**What is being asked**
Quote all of the data that follows exactly as written, skipping the images.

··· Task inputs

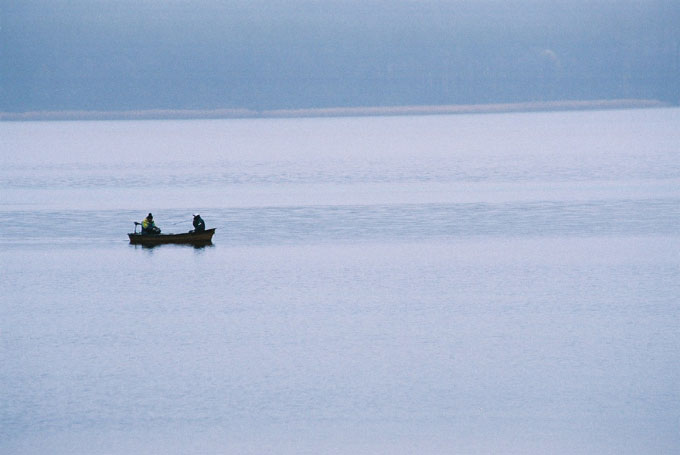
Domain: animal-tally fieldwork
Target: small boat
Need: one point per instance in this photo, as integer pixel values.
(192, 238)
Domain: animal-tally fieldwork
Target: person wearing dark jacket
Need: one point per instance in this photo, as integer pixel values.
(148, 226)
(199, 224)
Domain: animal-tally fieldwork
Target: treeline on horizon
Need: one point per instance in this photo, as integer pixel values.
(125, 55)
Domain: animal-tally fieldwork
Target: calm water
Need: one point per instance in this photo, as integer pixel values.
(446, 284)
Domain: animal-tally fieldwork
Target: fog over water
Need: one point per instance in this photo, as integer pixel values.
(502, 283)
(268, 54)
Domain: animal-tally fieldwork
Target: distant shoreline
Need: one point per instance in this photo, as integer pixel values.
(187, 114)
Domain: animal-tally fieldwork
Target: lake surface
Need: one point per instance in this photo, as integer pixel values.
(504, 283)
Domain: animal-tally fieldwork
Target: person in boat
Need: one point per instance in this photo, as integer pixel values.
(148, 225)
(199, 224)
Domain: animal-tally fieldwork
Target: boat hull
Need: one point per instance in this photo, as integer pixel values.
(192, 238)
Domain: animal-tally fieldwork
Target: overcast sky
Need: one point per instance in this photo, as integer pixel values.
(266, 54)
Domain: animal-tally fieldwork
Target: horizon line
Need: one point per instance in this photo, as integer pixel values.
(361, 111)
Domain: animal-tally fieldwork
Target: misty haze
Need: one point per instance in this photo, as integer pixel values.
(176, 54)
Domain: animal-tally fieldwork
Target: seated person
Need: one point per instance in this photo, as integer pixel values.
(199, 224)
(148, 226)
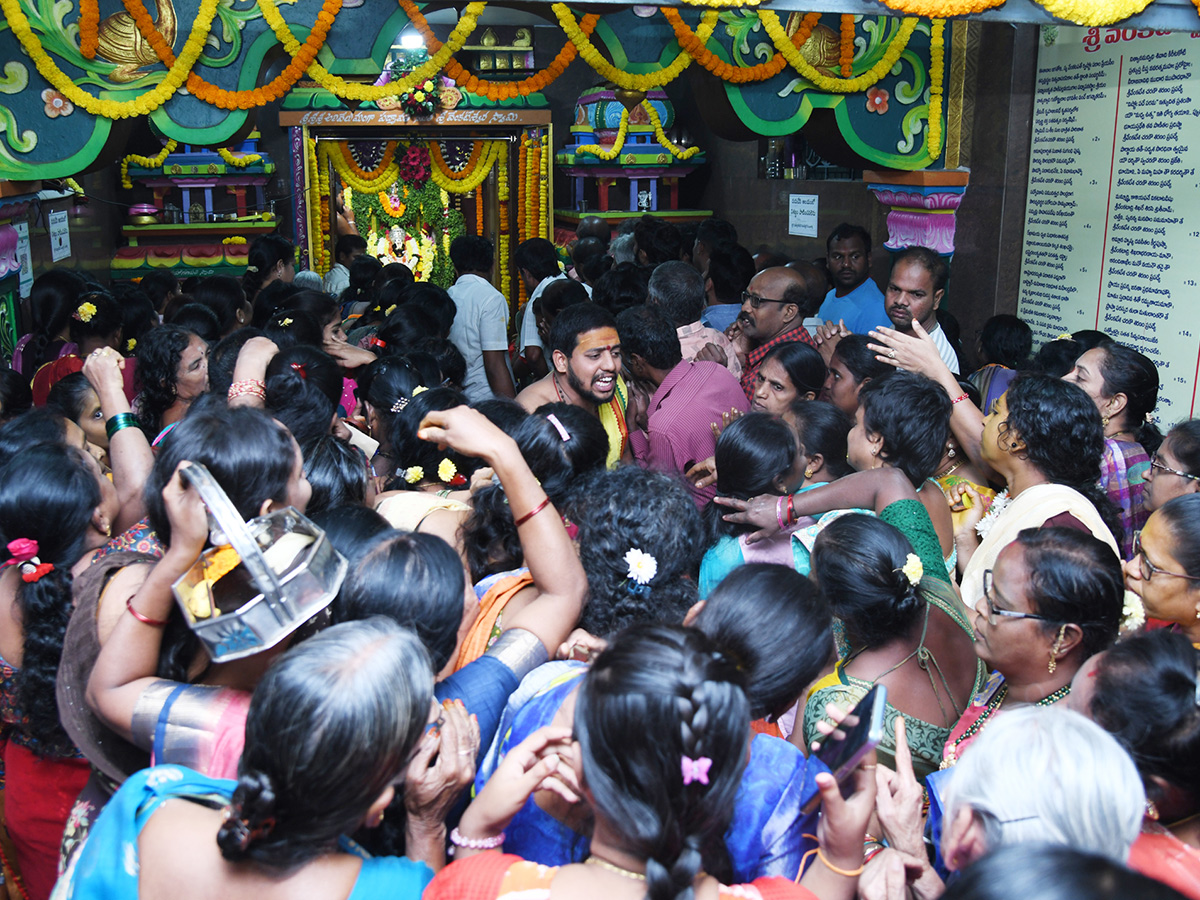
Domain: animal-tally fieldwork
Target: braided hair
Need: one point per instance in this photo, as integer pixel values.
(661, 697)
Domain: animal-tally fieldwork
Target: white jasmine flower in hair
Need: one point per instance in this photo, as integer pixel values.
(642, 567)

······

**Right answer**
Domain: animal-tally fieldwork
Target: small boat
Need: one point per instance in this photo, as integer pixel values.
(192, 238)
Domain: animal-tally fieldwork
Target: person wearing dark jacket
Need: one point per instance in this photo, as integer pixel values.
(148, 226)
(199, 224)
Domain: animal-tally fieldwork
Target: treeline on horizon
Need: one point per instance in this photo, as integer pixel values.
(125, 55)
Domain: animal-tally fieldwork
Target: calm water
Need: one point per instance in this photo, as integer pixel values.
(446, 284)
Domain: animal-tally fieldwork
Target: fog over water
Need: one point per instance in this photo, as integer pixel values.
(502, 283)
(268, 54)
Domain: animal-tally fieldwork
Target: distant shoreline
Need: one point per instance in this photo, as integer pixel values.
(187, 114)
Domain: animal-tally fieldwork
Target: lake surface
Need: one point per instance in this photo, as integer pixel values.
(504, 283)
Domain: animal-tally fieldwork
Target: person in boat
Need: one point per instance in this photo, as integer pixel values.
(148, 225)
(199, 224)
Domain: animal-tally fieldwork
Target: boat hull
Need: one point per instance in this photo, as integer pixel values.
(192, 238)
Domain: animal-tally fieldwork
Target: overcast sky
Need: one point per instance in this photo, as integer pixel values.
(266, 54)
Domain: animal-tally fieldwork
Target: horizon line
Need: one point per instance in this photo, as integer pixel values.
(361, 111)
Domain: animal-tally fieldwork
Target: misty haze
Need: one point per instance in this photo, as integer pixel values.
(176, 54)
Domain: animal-tally fieldwork
Target: seated person
Need: one point per instance in this photo, as integer pixel values.
(199, 224)
(148, 226)
Domain: animal-tally fieldwork
Target: braided hair
Need: one point per instance in this photo, as integer pixel values.
(661, 697)
Domain: animal-tally fieldwork
Target: white jasmine flower in hair
Need: one point per instance in this photo, as integer pixel values.
(642, 567)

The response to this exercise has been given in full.